* Exercise directions *
Copy word for word the lines of the listing below, from the line with "of the lamp" to the line with "column 694, row 258", both lines included.

Stored records
+++
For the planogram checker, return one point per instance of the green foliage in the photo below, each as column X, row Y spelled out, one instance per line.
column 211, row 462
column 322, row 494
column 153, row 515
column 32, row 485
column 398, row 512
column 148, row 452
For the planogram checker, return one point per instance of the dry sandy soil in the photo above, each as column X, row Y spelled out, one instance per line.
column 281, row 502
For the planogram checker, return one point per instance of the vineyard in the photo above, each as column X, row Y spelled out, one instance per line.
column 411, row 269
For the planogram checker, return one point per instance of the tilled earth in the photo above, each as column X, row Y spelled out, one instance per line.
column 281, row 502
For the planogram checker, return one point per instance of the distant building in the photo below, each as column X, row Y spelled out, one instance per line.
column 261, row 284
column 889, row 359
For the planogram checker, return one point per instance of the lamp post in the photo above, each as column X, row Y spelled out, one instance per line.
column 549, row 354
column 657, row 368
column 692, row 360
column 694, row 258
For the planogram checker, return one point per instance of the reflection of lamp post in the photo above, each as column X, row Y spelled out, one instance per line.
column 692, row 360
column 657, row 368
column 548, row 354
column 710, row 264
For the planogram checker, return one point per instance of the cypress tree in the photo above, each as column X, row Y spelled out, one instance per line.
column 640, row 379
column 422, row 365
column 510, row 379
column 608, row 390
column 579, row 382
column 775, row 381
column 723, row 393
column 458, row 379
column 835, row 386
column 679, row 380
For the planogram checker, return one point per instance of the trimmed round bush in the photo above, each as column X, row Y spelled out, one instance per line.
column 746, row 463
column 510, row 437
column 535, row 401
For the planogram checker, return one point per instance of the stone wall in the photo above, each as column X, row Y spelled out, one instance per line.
+++
* Result for this task *
For the planogram checker, return one point per instance of the lamp post in the photo above, each as column X, row Y spelled out, one instance per line.
column 549, row 354
column 657, row 368
column 692, row 360
column 694, row 258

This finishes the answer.